- **TEXT TO READ**
Hey, good call, Supreme Court! Nice to be wrong on principle AND on your determination that the scheme would benefit New London with a bunch of new tax revenues, hunh? Gosh, distant federal bureaucrat-politicians have SUCH a good record on making these calls!

But in amidst the steaming pile which was the Kelo decision, the Supreme Court did us one favor: they noted that if states or localities wanted to enact their own restrictions on such high-handed thievery, they could.

So Nevadans did. In 2006 and again in 2008, we OK’d PISTOL, “The People’s Initiative to Stop the Taking of Our Lands.” Or as much as the corrupt Nevada Supreme Court would allow to be placed on the ballot.

You see, by abusing the “single subject” rule, our corrupt state high court had gotten into the habit of “bifurcating” such petition initiatives. When the voters presented enough signatures to qualify term limits for the ballot, for instance, the court divided the measure into TWO questions, requiring voters to vote separately on legislative term limits and judicial term limits. This allowed the judges to campaign separately against term limits for judges, about which no one felt as strongly, and thus defeat that PORTION of the initiative.

When PISTOL came before the court, they did the same thing, supposedly, “bifurcating” from the portions of the bill dealing specifically with eminent domain property seizures such as Susette Kelo’s that section which specified property owners could sue for a regulatory taking should ANY government action have the effect of reducing their property value.

The first part of PISTOL was voted on and approved by voters in 2006 and 2008. The other half, the “regulatory takings” part — the part which former County Commissioner Bruce Woodbury absolutely hates, declaring it could imperil “zoning, licensing, everything we do!” in a tone of voice once reserved for condemning the suggestion that we strip naked and dance with the demons in the moonlight — was voted on by voters in the election of … just a minute, I’m sure I had it here somewhere … in the election of …

Well, imagine that. The corrupt Nevada state Supreme Court “bifurcated” that half of the PISTOL question, threw it on the ground, and trampled it into the mud when they broke for lunch. It just disappeared, after being qualified for the ballot by obtaining the required number of signatures. It never made it back onto an y ballot, ever.

A couple of us were meeting with Supreme Court Justice Jim Hardesty on a separate matter Thursday afternoon, so I asked him, “When are the voters going to get to vote on the second half of the PISTOL initiative?”

- **GIVEN DATA**

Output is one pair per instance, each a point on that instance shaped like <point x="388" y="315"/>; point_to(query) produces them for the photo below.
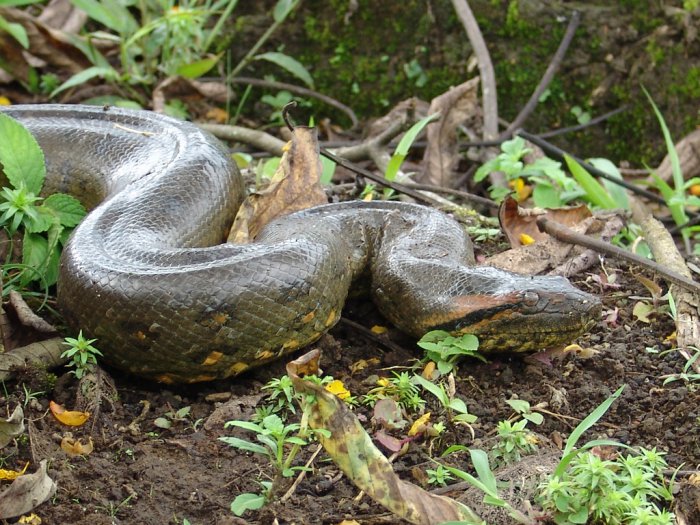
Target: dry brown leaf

- **STATED GOAL**
In the text about eminent domain in Nevada, what full name does the acronym PISTOL stand for?

- **CORRECT ANSWER**
The People's Initiative to Stop the Taking of Our Lands